_What is expected:_ Copy every record exactly.

_Information:_
[Start of Attachment]
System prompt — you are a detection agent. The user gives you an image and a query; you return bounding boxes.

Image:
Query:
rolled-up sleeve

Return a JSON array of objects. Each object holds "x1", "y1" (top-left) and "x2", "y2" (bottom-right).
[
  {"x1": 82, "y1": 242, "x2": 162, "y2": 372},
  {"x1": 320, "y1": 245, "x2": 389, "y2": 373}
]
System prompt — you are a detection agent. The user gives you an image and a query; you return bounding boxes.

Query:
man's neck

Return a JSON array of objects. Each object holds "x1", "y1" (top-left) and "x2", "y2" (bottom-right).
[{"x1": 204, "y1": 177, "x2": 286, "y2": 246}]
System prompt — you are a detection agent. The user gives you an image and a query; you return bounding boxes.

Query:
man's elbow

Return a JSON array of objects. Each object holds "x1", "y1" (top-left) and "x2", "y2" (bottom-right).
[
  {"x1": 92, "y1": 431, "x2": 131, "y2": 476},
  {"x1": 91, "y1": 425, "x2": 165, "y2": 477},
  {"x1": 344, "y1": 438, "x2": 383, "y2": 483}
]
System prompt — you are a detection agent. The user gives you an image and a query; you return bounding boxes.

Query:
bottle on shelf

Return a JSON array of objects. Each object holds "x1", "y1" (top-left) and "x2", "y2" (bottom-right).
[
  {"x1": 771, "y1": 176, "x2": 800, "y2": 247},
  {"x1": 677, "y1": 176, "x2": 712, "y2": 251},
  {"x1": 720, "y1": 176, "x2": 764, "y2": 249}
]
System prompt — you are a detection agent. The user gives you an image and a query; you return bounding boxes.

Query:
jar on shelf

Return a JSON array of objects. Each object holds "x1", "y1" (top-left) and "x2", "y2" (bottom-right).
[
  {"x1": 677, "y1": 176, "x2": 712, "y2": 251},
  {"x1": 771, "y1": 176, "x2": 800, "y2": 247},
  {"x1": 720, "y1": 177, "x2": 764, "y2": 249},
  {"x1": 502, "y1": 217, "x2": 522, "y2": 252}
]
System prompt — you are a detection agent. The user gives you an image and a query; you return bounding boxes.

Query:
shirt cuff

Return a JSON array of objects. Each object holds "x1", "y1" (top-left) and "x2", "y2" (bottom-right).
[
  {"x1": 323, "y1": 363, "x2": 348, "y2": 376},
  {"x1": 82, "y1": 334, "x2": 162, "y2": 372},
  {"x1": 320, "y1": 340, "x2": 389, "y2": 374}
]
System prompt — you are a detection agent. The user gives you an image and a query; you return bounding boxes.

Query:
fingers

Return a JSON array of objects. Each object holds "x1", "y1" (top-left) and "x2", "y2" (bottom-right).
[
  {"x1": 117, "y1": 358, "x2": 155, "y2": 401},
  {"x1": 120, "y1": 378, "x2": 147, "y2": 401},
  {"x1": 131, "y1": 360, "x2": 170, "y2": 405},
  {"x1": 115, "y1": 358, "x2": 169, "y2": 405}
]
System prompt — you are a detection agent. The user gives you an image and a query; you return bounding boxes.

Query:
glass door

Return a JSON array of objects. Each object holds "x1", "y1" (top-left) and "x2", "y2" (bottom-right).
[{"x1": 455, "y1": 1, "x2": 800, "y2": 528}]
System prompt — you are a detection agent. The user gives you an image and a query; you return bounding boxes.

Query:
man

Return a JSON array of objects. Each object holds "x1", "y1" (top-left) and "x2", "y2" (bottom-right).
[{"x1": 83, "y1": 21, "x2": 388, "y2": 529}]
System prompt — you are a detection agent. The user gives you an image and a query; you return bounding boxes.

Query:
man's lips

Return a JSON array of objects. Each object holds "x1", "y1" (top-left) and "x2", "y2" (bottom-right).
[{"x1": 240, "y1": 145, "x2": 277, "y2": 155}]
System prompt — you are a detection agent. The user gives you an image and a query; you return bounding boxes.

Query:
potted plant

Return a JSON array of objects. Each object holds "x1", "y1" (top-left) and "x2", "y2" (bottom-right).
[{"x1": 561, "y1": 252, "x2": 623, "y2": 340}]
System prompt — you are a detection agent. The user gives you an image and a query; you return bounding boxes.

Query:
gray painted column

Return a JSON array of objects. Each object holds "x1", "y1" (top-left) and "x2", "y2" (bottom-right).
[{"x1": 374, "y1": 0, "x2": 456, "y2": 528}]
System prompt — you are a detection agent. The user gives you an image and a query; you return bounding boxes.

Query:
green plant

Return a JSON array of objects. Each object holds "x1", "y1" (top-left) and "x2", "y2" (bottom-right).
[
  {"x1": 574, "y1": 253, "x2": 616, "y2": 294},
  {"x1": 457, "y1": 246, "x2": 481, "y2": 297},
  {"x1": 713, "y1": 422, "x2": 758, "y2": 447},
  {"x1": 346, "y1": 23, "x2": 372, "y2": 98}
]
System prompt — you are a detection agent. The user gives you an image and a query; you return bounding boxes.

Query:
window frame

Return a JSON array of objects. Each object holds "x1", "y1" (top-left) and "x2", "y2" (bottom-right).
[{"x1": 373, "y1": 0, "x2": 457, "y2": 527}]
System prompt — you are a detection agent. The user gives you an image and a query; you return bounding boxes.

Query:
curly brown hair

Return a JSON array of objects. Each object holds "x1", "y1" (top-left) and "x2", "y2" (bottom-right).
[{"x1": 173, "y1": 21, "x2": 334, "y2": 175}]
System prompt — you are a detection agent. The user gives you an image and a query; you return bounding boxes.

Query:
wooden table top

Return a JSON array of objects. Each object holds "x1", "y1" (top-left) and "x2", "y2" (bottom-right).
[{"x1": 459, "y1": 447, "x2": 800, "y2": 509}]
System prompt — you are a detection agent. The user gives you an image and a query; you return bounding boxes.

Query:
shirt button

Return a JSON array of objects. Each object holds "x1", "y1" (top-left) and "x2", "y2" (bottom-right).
[End of Attachment]
_Result for this exercise:_
System prompt — you are a detection agent. The user gives you an image and a query; you return bounding boxes.

Image:
Query:
rolled-up sleeve

Return a JSON array of objects. Each object holds "x1", "y1" (top-left) and "x2", "y2" (bottom-right).
[
  {"x1": 82, "y1": 242, "x2": 162, "y2": 372},
  {"x1": 320, "y1": 245, "x2": 389, "y2": 373}
]
System prompt — you are a detection agent. The user gives you an image and a query; you return bounding boxes.

Query:
man's neck

Return a JSON array of objects. Each object holds "x1", "y1" (top-left) and "x2", "y2" (bottom-right).
[{"x1": 204, "y1": 177, "x2": 286, "y2": 246}]
System prompt — you are a detection agent. The user gives you an image and a query; you return bounding boxes.

Query:
man's elbow

Return a JSON array of objects. Each object holds "x1", "y1" (top-left) and "x2", "y2" (bottom-right).
[
  {"x1": 92, "y1": 431, "x2": 131, "y2": 476},
  {"x1": 91, "y1": 425, "x2": 165, "y2": 477},
  {"x1": 344, "y1": 438, "x2": 383, "y2": 483}
]
System prompt — you are a detection agent. The user gives you an image and a query; you return bounding boxes.

Query:
bottle on shelf

Return a JSON array of objects. Each object holds "x1", "y1" (top-left) and "x2", "y2" (bottom-right).
[
  {"x1": 771, "y1": 176, "x2": 800, "y2": 247},
  {"x1": 677, "y1": 176, "x2": 712, "y2": 251},
  {"x1": 720, "y1": 176, "x2": 764, "y2": 249}
]
System prompt — you are a detection agent. The user gives you an image and a query; you return bounding boxes.

Query:
jar on shelf

Return a JSON array of objects. Each object holds "x1", "y1" (top-left) and "x2", "y2" (bottom-right).
[
  {"x1": 677, "y1": 176, "x2": 712, "y2": 251},
  {"x1": 771, "y1": 176, "x2": 800, "y2": 247},
  {"x1": 720, "y1": 177, "x2": 764, "y2": 249},
  {"x1": 502, "y1": 217, "x2": 522, "y2": 252}
]
System prompt — you are a detection agent. The user gives you an image and a query; you return bounding boxes.

Query:
shirt cuff

Return a JSON array of objects. Each object holds "x1", "y1" (top-left) and "x2", "y2" (bottom-right).
[
  {"x1": 323, "y1": 363, "x2": 348, "y2": 376},
  {"x1": 82, "y1": 334, "x2": 162, "y2": 372},
  {"x1": 320, "y1": 340, "x2": 389, "y2": 374}
]
System prompt — you are a detection agent. The user gives you an image and a query; you return bounding boxes.

Query:
fingers

Return a JSON array of objects. Each object holds "x1", "y1" (top-left) and "x2", "y2" (bottom-right).
[
  {"x1": 117, "y1": 358, "x2": 155, "y2": 401},
  {"x1": 120, "y1": 378, "x2": 147, "y2": 401},
  {"x1": 131, "y1": 360, "x2": 170, "y2": 405},
  {"x1": 115, "y1": 358, "x2": 169, "y2": 405}
]
System prompt — you are a detection agent. The user gives you an image and a query; you return bounding boxes.

Query:
glass door

Return a JSON array of objects. Each object holds "x1", "y1" (top-left) and "x2", "y2" (bottom-right).
[{"x1": 455, "y1": 1, "x2": 800, "y2": 528}]
System prompt — you are a detection agent. The user gives you an image and a query; you return bounding boxes.

Query:
man

Return a JSON array of objects. Each object holds "x1", "y1" (top-left) and "x2", "y2" (bottom-right).
[{"x1": 83, "y1": 21, "x2": 388, "y2": 529}]
System prompt — you are a detection agent. The user gives you an image and a query; you return bounding boxes.

Query:
man's lips

Return a JSON array of objects. Each object holds "x1", "y1" (top-left) and "x2", "y2" (bottom-right).
[{"x1": 240, "y1": 145, "x2": 277, "y2": 155}]
System prompt — you are a detection agent. The user gives you an image and a query; you return bounding boxes.

Query:
potted plant

Return a JSON array of objects. Each object holds "x1", "y1" (top-left) and "x2", "y2" (bottom-right).
[{"x1": 561, "y1": 252, "x2": 623, "y2": 340}]
System prompt — you are a detection agent. The user gives you an image and a query; you return bounding boxes.

Query:
gray painted column

Return a JSON array of objects. Each object holds "x1", "y1" (top-left) and "x2", "y2" (bottom-right).
[{"x1": 374, "y1": 0, "x2": 456, "y2": 528}]
System prompt — you are a detection agent. The user gives you an image and a query; you return bounding boxes.

Query:
green plant

Return a JSON array of objects. Each object holds "x1", "y1" (top-left) and "x2", "y2" (bottom-right).
[
  {"x1": 574, "y1": 253, "x2": 616, "y2": 294},
  {"x1": 457, "y1": 246, "x2": 481, "y2": 297},
  {"x1": 713, "y1": 422, "x2": 758, "y2": 447},
  {"x1": 346, "y1": 23, "x2": 372, "y2": 98}
]
System prompt — you are a detection agent. The user gives you an image and a query; you return bounding boxes.

Query:
window frame

Return a JSON array of objects. Each object holds "x1", "y1" (top-left) and "x2", "y2" (bottom-right).
[{"x1": 373, "y1": 0, "x2": 457, "y2": 527}]
System prompt — you are a detection agent. The user gives you an image and a query; you return bounding boxes.

Query:
curly brown hair

Return a JSON array of objects. Each object holds "x1", "y1" (top-left) and "x2", "y2" (bottom-right).
[{"x1": 173, "y1": 21, "x2": 334, "y2": 175}]
System prompt — you are a detection agent. The user gives you an image and a query; you return bounding boxes.

Query:
wooden table top

Return a JSON array of objects. Each object holds "x1", "y1" (top-left) and "x2", "y2" (bottom-right).
[{"x1": 459, "y1": 447, "x2": 800, "y2": 509}]
System prompt — you are a detection agent. The user gives you an image and a query; you return bounding boxes.

Query:
shirt button

Return a JSON array of objects. Each object holds "x1", "y1" (top-left) and "x2", "y2" (bottom-right).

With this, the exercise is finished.